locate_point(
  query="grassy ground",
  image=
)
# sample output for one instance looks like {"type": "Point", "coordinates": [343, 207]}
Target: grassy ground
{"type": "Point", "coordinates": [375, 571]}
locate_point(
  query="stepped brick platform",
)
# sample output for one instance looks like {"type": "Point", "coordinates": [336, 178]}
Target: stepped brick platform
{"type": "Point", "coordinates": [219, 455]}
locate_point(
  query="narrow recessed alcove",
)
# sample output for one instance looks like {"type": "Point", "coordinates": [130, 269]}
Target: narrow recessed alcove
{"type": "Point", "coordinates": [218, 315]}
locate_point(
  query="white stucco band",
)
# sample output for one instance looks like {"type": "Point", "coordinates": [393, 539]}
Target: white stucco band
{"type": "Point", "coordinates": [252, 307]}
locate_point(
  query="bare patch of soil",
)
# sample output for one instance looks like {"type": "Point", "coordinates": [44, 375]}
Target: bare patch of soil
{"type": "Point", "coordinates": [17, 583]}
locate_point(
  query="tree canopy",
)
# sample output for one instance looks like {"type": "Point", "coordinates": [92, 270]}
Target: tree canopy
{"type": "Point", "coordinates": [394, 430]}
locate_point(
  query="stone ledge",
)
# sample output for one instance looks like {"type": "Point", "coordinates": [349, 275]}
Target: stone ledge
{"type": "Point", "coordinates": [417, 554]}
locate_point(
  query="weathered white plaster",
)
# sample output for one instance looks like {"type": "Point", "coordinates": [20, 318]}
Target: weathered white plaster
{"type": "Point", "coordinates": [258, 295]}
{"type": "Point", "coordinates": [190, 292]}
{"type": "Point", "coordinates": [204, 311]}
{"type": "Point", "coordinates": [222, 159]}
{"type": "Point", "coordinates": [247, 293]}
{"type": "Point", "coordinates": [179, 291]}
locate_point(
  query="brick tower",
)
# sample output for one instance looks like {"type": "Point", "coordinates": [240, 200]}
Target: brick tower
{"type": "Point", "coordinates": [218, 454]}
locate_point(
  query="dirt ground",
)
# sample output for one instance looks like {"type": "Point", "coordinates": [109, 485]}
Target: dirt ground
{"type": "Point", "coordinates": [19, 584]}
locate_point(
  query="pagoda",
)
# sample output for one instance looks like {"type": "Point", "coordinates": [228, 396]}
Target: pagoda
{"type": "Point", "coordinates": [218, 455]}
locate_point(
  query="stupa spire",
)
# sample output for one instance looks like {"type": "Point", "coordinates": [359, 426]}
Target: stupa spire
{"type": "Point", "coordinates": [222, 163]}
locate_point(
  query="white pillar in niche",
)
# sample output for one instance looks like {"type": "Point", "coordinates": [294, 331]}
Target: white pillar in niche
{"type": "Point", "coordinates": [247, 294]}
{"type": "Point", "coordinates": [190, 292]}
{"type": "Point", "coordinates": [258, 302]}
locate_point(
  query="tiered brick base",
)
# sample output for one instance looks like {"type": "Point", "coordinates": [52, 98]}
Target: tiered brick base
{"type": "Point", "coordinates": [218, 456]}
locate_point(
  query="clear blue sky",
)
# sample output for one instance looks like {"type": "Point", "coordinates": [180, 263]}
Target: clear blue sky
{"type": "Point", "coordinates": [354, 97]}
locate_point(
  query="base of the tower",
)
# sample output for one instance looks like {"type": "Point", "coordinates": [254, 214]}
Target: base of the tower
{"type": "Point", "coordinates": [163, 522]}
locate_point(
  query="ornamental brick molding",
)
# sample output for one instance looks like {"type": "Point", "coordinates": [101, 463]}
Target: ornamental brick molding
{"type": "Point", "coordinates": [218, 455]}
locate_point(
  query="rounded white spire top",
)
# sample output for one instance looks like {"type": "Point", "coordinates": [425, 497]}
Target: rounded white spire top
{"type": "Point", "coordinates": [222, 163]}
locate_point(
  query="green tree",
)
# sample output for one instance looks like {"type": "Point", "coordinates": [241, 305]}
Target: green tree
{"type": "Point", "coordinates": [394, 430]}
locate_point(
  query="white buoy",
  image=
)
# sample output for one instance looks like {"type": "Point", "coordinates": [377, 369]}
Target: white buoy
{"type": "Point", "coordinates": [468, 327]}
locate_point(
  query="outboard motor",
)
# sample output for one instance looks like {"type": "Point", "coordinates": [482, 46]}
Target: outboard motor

——

PROBLEM TO SOLVE
Print the entries exactly. Include every one.

COMPLETE ANSWER
locate_point(
  query="grassy ground",
  image=
)
# sample output for one instance looks like {"type": "Point", "coordinates": [343, 207]}
Target: grassy ground
{"type": "Point", "coordinates": [375, 571]}
locate_point(
  query="stepped brick platform",
)
# sample output for one instance looks like {"type": "Point", "coordinates": [336, 178]}
Target: stepped brick platform
{"type": "Point", "coordinates": [219, 455]}
locate_point(
  query="narrow recessed alcove",
)
# sample output for one instance looks like {"type": "Point", "coordinates": [130, 269]}
Target: narrow recessed alcove
{"type": "Point", "coordinates": [218, 315]}
locate_point(
  query="white stucco band",
)
# sample output for one instance looks like {"type": "Point", "coordinates": [393, 539]}
Target: white stucco band
{"type": "Point", "coordinates": [252, 307]}
locate_point(
  query="bare patch of soil",
)
# sample output for one instance looks like {"type": "Point", "coordinates": [44, 375]}
Target: bare patch of soil
{"type": "Point", "coordinates": [17, 583]}
locate_point(
  query="tree canopy",
)
# sample output for one instance looks like {"type": "Point", "coordinates": [92, 270]}
Target: tree canopy
{"type": "Point", "coordinates": [394, 430]}
locate_point(
  query="stone ledge",
)
# sample output for one instance looks like {"type": "Point", "coordinates": [349, 275]}
Target: stone ledge
{"type": "Point", "coordinates": [417, 554]}
locate_point(
  query="weathered white plaster",
)
# sample output for one instance looks like {"type": "Point", "coordinates": [20, 318]}
Target: weathered white plaster
{"type": "Point", "coordinates": [258, 295]}
{"type": "Point", "coordinates": [190, 292]}
{"type": "Point", "coordinates": [204, 311]}
{"type": "Point", "coordinates": [222, 159]}
{"type": "Point", "coordinates": [247, 293]}
{"type": "Point", "coordinates": [179, 291]}
locate_point(
  query="brick tower",
)
# sample output for one instance looks like {"type": "Point", "coordinates": [240, 200]}
Target: brick tower
{"type": "Point", "coordinates": [218, 454]}
locate_point(
  query="dirt ground",
)
# sample output for one instance looks like {"type": "Point", "coordinates": [109, 485]}
Target: dirt ground
{"type": "Point", "coordinates": [19, 584]}
locate_point(
  query="pagoda",
)
# sample output for one instance looks like {"type": "Point", "coordinates": [228, 396]}
Target: pagoda
{"type": "Point", "coordinates": [218, 455]}
locate_point(
  query="stupa spire",
)
# sample output for one instance looks like {"type": "Point", "coordinates": [359, 426]}
Target: stupa spire
{"type": "Point", "coordinates": [222, 163]}
locate_point(
  query="white pillar in niche",
)
# sample output for one instance looks like {"type": "Point", "coordinates": [294, 331]}
Target: white pillar in niche
{"type": "Point", "coordinates": [247, 294]}
{"type": "Point", "coordinates": [190, 292]}
{"type": "Point", "coordinates": [258, 302]}
locate_point(
  query="tiered brick base",
)
# sample output for one instance looks like {"type": "Point", "coordinates": [52, 98]}
Target: tiered brick base
{"type": "Point", "coordinates": [218, 456]}
locate_point(
  query="clear blue sky",
)
# sample output for one instance looks like {"type": "Point", "coordinates": [180, 263]}
Target: clear blue sky
{"type": "Point", "coordinates": [354, 97]}
locate_point(
  query="base of the tower",
)
# sample output for one instance looks like {"type": "Point", "coordinates": [254, 214]}
Target: base of the tower
{"type": "Point", "coordinates": [163, 522]}
locate_point(
  query="ornamental brick molding",
)
# sample output for one instance looks like {"type": "Point", "coordinates": [101, 463]}
Target: ornamental brick molding
{"type": "Point", "coordinates": [218, 455]}
locate_point(
  query="rounded white spire top",
)
# sample output for one instance looks like {"type": "Point", "coordinates": [425, 497]}
Target: rounded white spire top
{"type": "Point", "coordinates": [222, 163]}
locate_point(
  query="green tree",
)
# sample output for one instance looks like {"type": "Point", "coordinates": [241, 305]}
Target: green tree
{"type": "Point", "coordinates": [394, 430]}
locate_point(
  query="white buoy",
  image=
)
# sample output for one instance looks like {"type": "Point", "coordinates": [377, 369]}
Target: white buoy
{"type": "Point", "coordinates": [468, 327]}
locate_point(
  query="outboard motor",
)
# sample output for one instance looks like {"type": "Point", "coordinates": [482, 46]}
Target: outboard motor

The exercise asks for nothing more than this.